→ **What is needed**
Decide whether each statement below agrees with the forum post on coalesced particle transfers. Answer yes or no for each, and quote the words from the post that settle it.
1. In the current approach, each thread transfers 48 bytes.
2. The current standard supports both of the ways the writer came up with.
3. The writer says equivalence would help a lot with memory transfers.

=== Quoted passage ===

Essentially each thread copies one particle. That means each thread will transfer 48 bytes which is terrible for coalescing.

My question is how to do it in such a way that each thread tranfers 4-byte blocks, and the Cuda hardware is kept happy ?

I could only think of two ways, which unfortunately are not supported with the current standard.

If routines were not strongly typed, I would be much better of. Then instead of

type(particle), dimension(np_total) :: gp ! global particle array

type(particle), dimension(np_stick) :: gs ! stick particle array

I could do

integer, dimension(np_total*12) :: gp ! global particle array
integer, dimension(np_stick*12) :: gs ! stick particle array

and copy away.

Alternatively with equivalence in my variable declaration I could do something like:

type(particle), dimension(np_total) :: gp ! global particle array

type(particle), dimension(np_stick) :: gs ! stick particle array

integer, dimension(np_total*12) :: igp ! global particle array
integer, dimension(np_stick*12) :: igs ! stick particle array

equivalence :: igp, gp

equivalence :: igs, gs

and the problem was solved too. In general, for memory transfers the implementation of equivalence would help a lot.

Any suggestions how to accomplish coalesced transfers on type’d variables ?

thanks in advance,

Troels

=== Data for review ===

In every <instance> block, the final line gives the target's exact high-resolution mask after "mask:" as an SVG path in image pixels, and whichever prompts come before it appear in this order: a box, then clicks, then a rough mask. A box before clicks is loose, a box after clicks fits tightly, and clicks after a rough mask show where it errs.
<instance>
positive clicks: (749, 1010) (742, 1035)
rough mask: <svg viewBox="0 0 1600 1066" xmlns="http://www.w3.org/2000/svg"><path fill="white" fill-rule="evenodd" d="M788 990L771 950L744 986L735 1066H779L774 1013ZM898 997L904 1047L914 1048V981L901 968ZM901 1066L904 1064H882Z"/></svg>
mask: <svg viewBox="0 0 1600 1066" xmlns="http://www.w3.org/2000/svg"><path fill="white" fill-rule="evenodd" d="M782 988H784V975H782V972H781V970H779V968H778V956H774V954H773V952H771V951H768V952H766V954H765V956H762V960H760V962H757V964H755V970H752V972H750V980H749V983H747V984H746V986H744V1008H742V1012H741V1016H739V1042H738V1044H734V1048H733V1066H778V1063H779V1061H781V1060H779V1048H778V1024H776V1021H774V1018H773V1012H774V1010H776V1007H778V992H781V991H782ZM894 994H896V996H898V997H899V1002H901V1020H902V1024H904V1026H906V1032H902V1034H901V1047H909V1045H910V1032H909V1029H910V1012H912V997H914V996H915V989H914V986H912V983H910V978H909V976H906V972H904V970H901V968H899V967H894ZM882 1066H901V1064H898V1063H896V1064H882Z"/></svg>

===

→ **Written solution**
1. Yes: "each thread will transfer 48 bytes which is terrible for coalescing."
2. No: "I could only think of two ways, which unfortunately are not supported with the current standard."
3. Yes: "In general, for memory transfers the implementation of equivalence would help a lot."